Brief –
This exercise calls for every line of the listing below that contains the word "woman".

-- Input material follows --

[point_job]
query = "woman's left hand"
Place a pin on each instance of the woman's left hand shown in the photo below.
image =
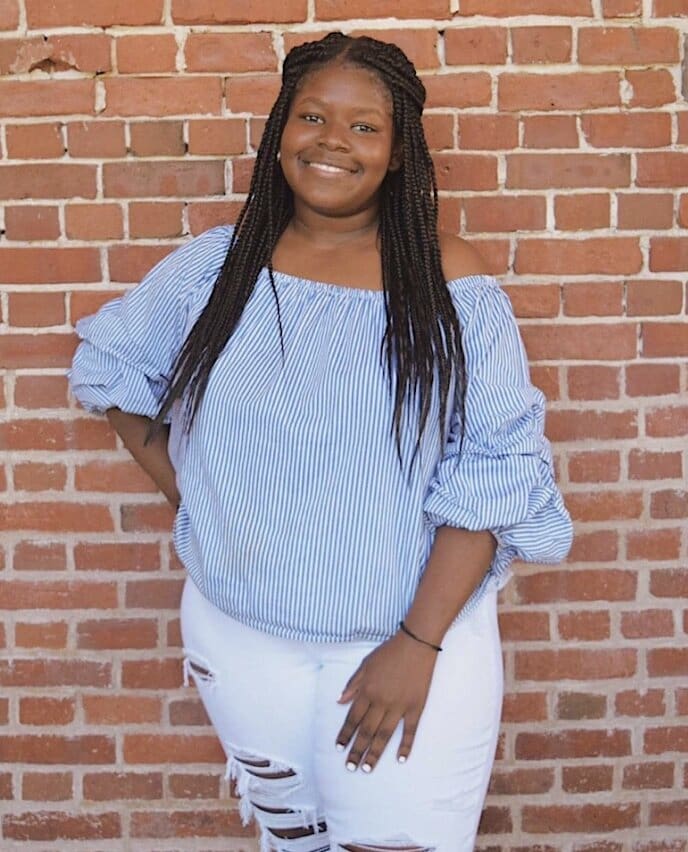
(390, 685)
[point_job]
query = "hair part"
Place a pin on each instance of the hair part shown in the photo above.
(421, 343)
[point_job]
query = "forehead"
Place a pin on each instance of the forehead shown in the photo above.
(345, 84)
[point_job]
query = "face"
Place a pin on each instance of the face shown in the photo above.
(337, 144)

-- Input material concluded --

Finished task –
query = "woman's left hand"
Place a pin on each instance of the woman's left hand shown in the photo below.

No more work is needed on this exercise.